**Work required:** Transcribe every line of the data below verbatim, from the first line to the last.
-- Begin Exercise input --
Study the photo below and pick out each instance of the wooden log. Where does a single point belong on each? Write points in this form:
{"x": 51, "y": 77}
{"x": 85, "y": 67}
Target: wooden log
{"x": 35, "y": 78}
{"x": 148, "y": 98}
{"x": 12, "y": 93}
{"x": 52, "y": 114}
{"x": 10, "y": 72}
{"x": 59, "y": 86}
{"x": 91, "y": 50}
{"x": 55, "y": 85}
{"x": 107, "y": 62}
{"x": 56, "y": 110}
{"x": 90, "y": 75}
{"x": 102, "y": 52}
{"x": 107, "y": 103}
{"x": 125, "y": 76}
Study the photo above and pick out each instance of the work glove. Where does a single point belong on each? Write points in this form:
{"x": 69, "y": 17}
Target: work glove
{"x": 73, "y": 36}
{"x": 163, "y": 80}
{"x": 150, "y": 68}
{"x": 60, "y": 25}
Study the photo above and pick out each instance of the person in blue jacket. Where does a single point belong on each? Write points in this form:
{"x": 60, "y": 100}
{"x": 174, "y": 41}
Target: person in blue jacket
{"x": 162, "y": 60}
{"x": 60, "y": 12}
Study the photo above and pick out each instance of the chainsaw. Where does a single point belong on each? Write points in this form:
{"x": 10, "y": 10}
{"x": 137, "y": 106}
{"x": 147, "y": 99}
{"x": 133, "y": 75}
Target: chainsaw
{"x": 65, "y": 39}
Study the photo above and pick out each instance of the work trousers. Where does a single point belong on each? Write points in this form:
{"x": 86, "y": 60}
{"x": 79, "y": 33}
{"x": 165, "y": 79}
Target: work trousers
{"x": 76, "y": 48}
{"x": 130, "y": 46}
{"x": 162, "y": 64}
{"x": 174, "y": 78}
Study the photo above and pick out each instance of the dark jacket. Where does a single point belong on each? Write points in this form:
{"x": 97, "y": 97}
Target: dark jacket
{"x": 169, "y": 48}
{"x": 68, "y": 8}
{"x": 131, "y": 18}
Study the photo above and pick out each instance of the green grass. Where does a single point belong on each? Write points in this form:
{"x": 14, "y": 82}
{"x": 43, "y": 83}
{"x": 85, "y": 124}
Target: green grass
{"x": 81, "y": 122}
-- End Exercise input --
**Output for this task:**
Study the photo below and pick out each instance of the wooden log. Where does a single point belong on each? Write points in this form:
{"x": 51, "y": 77}
{"x": 85, "y": 67}
Target: wooden log
{"x": 35, "y": 78}
{"x": 148, "y": 98}
{"x": 12, "y": 93}
{"x": 52, "y": 114}
{"x": 10, "y": 72}
{"x": 59, "y": 86}
{"x": 91, "y": 50}
{"x": 55, "y": 85}
{"x": 107, "y": 62}
{"x": 56, "y": 110}
{"x": 90, "y": 75}
{"x": 102, "y": 52}
{"x": 107, "y": 103}
{"x": 125, "y": 76}
Study the photo above and pick out each instance of the work glove. Where does a single point belong on each? Write points in this form:
{"x": 69, "y": 17}
Target: work glove
{"x": 73, "y": 36}
{"x": 163, "y": 80}
{"x": 150, "y": 68}
{"x": 60, "y": 25}
Study the photo above and pick out each instance of the person in blue jacket. Where does a single point belong on each? Write points in this form:
{"x": 60, "y": 100}
{"x": 174, "y": 41}
Target: person in blue jacket
{"x": 162, "y": 60}
{"x": 60, "y": 12}
Study the photo above and pick out each instance of the chainsaw. Where does a single point belong on each? Write points in this form:
{"x": 10, "y": 10}
{"x": 137, "y": 106}
{"x": 147, "y": 99}
{"x": 133, "y": 75}
Target: chainsaw
{"x": 65, "y": 39}
Study the photo above and pick out each instance of the work trousers. Where does a single point belong on each? Write points in this form:
{"x": 86, "y": 60}
{"x": 79, "y": 33}
{"x": 165, "y": 79}
Target: work trousers
{"x": 76, "y": 48}
{"x": 130, "y": 46}
{"x": 162, "y": 64}
{"x": 174, "y": 78}
Study the photo above and pick out each instance of the dark jacket. Where does a single point belong on each? Write points in this form:
{"x": 97, "y": 97}
Target: dark jacket
{"x": 169, "y": 48}
{"x": 68, "y": 8}
{"x": 131, "y": 18}
Study the photo above and pick out each instance of the green grass. Where does a single point belong on each? Write points in this form:
{"x": 14, "y": 82}
{"x": 43, "y": 83}
{"x": 85, "y": 124}
Target: green grass
{"x": 81, "y": 122}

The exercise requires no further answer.